[START OF Dataset rows]

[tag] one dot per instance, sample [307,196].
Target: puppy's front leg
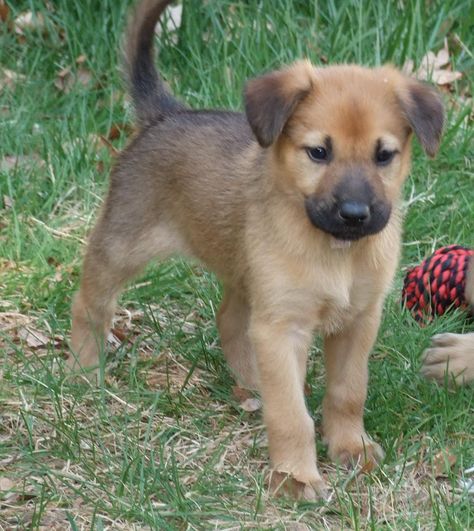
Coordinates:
[281,350]
[346,357]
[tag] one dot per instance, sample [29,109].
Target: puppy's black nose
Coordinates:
[354,212]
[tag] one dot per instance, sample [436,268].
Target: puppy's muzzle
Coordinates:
[354,213]
[351,212]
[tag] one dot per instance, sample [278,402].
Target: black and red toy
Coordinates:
[438,283]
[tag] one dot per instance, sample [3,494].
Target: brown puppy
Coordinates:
[295,206]
[452,353]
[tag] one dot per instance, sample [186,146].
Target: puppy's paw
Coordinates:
[452,354]
[361,451]
[286,485]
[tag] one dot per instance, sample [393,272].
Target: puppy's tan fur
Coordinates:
[230,190]
[452,353]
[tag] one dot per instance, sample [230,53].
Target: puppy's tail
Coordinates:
[150,97]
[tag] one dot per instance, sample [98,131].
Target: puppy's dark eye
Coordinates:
[384,156]
[317,154]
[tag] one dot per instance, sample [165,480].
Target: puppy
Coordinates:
[452,353]
[294,205]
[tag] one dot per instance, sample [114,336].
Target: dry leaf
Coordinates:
[443,461]
[7,202]
[4,11]
[6,484]
[240,393]
[434,67]
[28,21]
[8,78]
[251,405]
[367,467]
[67,79]
[172,19]
[34,338]
[10,162]
[120,334]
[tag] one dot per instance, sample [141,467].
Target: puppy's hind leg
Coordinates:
[114,255]
[233,323]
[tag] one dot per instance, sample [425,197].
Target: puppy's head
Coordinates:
[340,137]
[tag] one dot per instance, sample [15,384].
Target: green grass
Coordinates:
[162,443]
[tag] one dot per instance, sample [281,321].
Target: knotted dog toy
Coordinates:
[438,283]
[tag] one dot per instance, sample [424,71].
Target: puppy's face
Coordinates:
[341,140]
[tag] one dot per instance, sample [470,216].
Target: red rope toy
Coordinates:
[438,283]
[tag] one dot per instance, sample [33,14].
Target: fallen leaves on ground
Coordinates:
[434,67]
[8,78]
[28,21]
[69,77]
[443,461]
[10,162]
[4,11]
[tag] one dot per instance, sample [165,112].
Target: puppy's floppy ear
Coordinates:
[424,110]
[271,99]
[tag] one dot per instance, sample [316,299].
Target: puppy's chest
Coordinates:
[336,293]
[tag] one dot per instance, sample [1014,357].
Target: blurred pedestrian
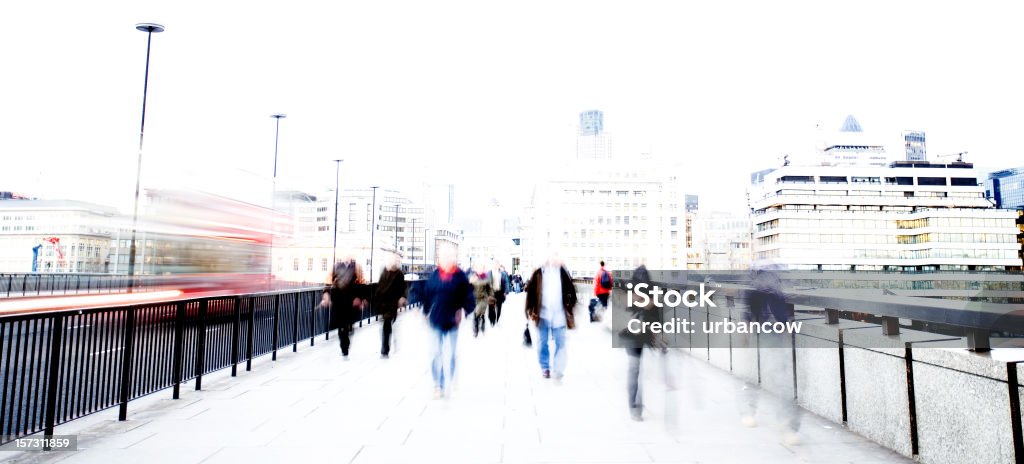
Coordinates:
[602,289]
[390,295]
[766,302]
[483,294]
[448,296]
[500,282]
[637,344]
[346,296]
[551,298]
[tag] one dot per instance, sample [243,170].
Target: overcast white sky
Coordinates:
[400,88]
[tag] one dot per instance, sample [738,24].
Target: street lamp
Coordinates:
[412,248]
[150,29]
[373,228]
[273,195]
[337,182]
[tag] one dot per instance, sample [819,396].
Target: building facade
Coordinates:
[54,236]
[905,216]
[1006,190]
[625,212]
[592,141]
[913,143]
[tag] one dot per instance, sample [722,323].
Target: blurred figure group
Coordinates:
[390,296]
[448,296]
[766,302]
[346,296]
[551,298]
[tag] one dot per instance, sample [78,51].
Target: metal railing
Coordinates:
[12,285]
[59,366]
[42,284]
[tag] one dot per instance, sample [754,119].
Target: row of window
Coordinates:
[876,239]
[880,253]
[875,224]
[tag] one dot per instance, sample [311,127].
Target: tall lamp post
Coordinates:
[337,183]
[150,29]
[412,248]
[273,195]
[373,228]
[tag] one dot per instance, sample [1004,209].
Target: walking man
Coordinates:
[550,301]
[390,295]
[448,296]
[602,288]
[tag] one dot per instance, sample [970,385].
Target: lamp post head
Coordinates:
[150,27]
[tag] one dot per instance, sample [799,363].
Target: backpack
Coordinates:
[344,273]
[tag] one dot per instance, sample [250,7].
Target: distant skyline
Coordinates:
[486,95]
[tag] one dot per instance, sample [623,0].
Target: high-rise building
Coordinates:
[1006,187]
[592,141]
[913,142]
[623,212]
[905,216]
[851,146]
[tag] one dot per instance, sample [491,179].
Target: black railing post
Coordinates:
[273,336]
[52,375]
[126,360]
[252,333]
[201,344]
[295,325]
[236,333]
[179,330]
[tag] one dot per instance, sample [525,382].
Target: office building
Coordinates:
[904,216]
[625,212]
[1006,187]
[852,146]
[913,142]
[592,141]
[54,236]
[1006,190]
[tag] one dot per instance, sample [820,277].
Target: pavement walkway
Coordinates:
[314,406]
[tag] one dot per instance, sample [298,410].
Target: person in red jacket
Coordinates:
[602,288]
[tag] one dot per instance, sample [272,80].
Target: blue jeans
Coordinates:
[545,331]
[442,367]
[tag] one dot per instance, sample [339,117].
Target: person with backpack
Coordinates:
[602,289]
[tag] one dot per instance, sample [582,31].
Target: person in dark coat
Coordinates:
[347,297]
[551,299]
[448,296]
[389,296]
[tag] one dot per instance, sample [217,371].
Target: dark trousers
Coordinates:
[478,324]
[633,376]
[497,308]
[386,334]
[344,330]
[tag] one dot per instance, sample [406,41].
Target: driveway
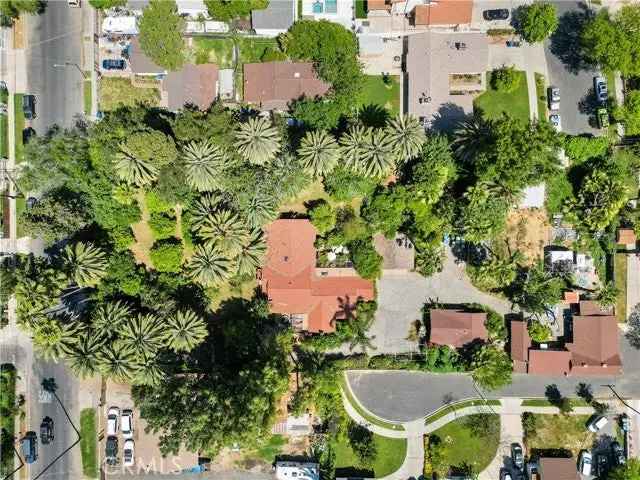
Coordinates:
[401,297]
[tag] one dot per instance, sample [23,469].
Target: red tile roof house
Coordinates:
[313,298]
[456,328]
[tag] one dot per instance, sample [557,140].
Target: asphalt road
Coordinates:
[55,37]
[566,71]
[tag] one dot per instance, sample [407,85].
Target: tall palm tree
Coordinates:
[185,331]
[226,230]
[209,266]
[118,361]
[406,137]
[203,163]
[144,333]
[86,264]
[319,152]
[257,140]
[353,147]
[133,169]
[252,254]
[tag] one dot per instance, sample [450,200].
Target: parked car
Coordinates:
[113,64]
[584,466]
[516,455]
[29,106]
[112,420]
[553,96]
[597,423]
[128,453]
[600,87]
[617,453]
[29,447]
[46,431]
[111,450]
[127,423]
[496,14]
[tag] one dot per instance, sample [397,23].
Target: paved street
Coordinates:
[567,72]
[55,37]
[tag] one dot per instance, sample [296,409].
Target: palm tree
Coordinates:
[226,230]
[406,137]
[86,264]
[117,360]
[353,147]
[252,254]
[209,266]
[134,170]
[319,152]
[203,163]
[185,331]
[257,140]
[144,333]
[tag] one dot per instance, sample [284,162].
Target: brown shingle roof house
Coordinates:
[272,85]
[293,286]
[456,328]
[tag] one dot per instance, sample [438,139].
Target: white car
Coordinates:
[128,453]
[127,423]
[585,463]
[112,420]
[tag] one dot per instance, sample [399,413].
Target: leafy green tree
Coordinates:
[491,367]
[319,152]
[537,21]
[257,140]
[161,31]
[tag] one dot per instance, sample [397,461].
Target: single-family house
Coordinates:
[272,85]
[456,328]
[312,298]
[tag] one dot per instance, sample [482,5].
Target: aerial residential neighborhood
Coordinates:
[320,239]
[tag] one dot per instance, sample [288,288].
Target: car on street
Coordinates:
[127,423]
[600,87]
[46,431]
[113,64]
[516,455]
[111,450]
[112,420]
[597,423]
[584,465]
[128,453]
[496,14]
[553,95]
[29,447]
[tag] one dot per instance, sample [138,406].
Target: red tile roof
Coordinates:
[455,327]
[289,278]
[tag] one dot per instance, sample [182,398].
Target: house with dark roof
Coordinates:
[312,298]
[456,328]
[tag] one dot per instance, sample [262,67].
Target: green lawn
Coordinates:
[462,448]
[7,417]
[377,92]
[493,103]
[391,453]
[89,442]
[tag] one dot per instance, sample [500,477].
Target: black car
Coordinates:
[46,430]
[113,64]
[111,450]
[496,14]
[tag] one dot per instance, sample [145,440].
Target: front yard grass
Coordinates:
[493,103]
[119,92]
[89,442]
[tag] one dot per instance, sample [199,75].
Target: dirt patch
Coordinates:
[528,230]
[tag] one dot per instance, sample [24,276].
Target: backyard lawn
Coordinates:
[493,103]
[377,92]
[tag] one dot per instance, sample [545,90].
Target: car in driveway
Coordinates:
[46,430]
[495,14]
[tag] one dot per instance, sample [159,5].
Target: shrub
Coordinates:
[167,255]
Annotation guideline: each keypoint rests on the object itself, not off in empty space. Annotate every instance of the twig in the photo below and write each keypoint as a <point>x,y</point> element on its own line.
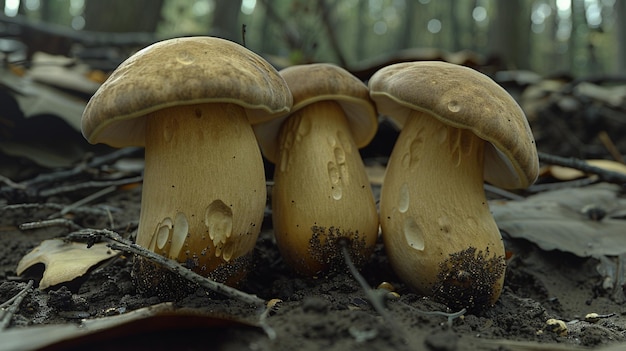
<point>376,297</point>
<point>32,186</point>
<point>610,146</point>
<point>6,313</point>
<point>88,199</point>
<point>503,193</point>
<point>450,316</point>
<point>54,206</point>
<point>12,184</point>
<point>116,242</point>
<point>571,162</point>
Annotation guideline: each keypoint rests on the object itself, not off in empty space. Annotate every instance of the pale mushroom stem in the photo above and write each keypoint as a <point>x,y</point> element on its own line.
<point>433,209</point>
<point>321,191</point>
<point>204,189</point>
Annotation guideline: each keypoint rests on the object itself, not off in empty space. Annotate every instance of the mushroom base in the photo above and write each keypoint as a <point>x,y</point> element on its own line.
<point>204,190</point>
<point>437,228</point>
<point>321,192</point>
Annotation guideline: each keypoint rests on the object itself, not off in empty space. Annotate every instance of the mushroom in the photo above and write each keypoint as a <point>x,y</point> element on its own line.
<point>321,195</point>
<point>191,102</point>
<point>459,128</point>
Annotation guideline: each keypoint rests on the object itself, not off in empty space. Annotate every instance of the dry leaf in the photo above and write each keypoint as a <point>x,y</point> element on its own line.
<point>566,173</point>
<point>584,221</point>
<point>64,261</point>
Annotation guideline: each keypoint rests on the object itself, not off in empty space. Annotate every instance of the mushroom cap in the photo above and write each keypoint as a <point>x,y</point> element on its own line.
<point>323,82</point>
<point>463,98</point>
<point>182,71</point>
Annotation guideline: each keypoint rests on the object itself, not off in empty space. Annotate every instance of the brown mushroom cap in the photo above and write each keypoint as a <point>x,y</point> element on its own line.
<point>182,71</point>
<point>323,82</point>
<point>466,99</point>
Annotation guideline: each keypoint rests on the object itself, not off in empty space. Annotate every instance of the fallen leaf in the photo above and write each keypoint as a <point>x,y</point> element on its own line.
<point>158,327</point>
<point>64,261</point>
<point>563,220</point>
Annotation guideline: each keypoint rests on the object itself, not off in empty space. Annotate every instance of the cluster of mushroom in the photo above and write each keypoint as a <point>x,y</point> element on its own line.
<point>205,109</point>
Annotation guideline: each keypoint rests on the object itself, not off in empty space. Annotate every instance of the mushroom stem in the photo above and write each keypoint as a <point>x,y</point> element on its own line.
<point>204,187</point>
<point>321,191</point>
<point>437,227</point>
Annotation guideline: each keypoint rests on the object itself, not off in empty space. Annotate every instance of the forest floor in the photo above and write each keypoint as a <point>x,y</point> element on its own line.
<point>330,312</point>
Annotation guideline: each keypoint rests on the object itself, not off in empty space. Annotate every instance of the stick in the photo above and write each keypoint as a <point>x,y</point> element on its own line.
<point>116,242</point>
<point>571,162</point>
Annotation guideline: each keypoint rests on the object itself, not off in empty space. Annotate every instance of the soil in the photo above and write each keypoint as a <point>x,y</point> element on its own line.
<point>330,312</point>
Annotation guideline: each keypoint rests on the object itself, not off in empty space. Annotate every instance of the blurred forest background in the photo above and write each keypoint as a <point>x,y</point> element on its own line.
<point>579,37</point>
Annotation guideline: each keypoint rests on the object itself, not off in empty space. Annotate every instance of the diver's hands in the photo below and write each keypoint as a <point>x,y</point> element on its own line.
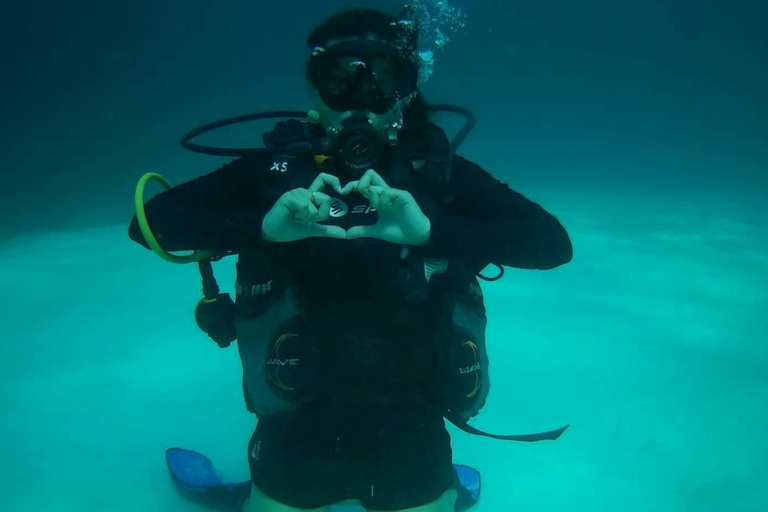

[END OF Dataset rows]

* [Written task]: Please write out the items word for word, from the line containing "of the fallen" through the end of the items, and leave the pictures out of your answer.

* [Expected output]:
Annotation guideline: each keypoint rests on the object itself, not off in empty space. Annotate every instance of the fallen leaf in the photo above and write each keypoint as a <point>x,y</point> element on its own line.
<point>158,327</point>
<point>64,261</point>
<point>563,220</point>
Annotation guideline: each keypoint rests on the object itself, not off in empty space. Annotate every instance of the cluster of mushroom in the photo above and write each keypoint as a <point>x,y</point> element on its own line.
<point>205,109</point>
Annotation guideline: each keypoint rests on the object itself, not off in empty space. Annotate every instance of the mushroom stem in the photo above and write each keypoint as a <point>x,y</point> element on its own line.
<point>204,187</point>
<point>321,191</point>
<point>437,227</point>
Annotation guideline: each keypoint rests on the object itself, not off in empty space. Annotate every instance of the forest floor in the photo above and write each keypoint as a <point>x,y</point> element on its own line.
<point>330,312</point>
Annotation guideline: each keypoint rests on the object itself, not off in empty space. Annotate every instance of the stick in the photo above and write each keypoint as a <point>x,y</point> element on its own line.
<point>116,242</point>
<point>571,162</point>
Annotation guideline: each keypoint rests on the object itself, not off in empty space. Annotate every instance of the soil in the photo above and write each keypoint as a <point>x,y</point> element on its own line.
<point>330,312</point>
Annotation guideline: each keypoint rests on the object itself, not off in empty space. Annotate every instance of the blurred forest background in the photo above and write each keypoint as a <point>x,y</point> element on its own line.
<point>579,37</point>
Annotation guideline: each keypoint rests on the object itself, not off in empty space. Annotate every instance of the diver's hands in the photo below and write each keypoint as a <point>x,y</point> element on its own line.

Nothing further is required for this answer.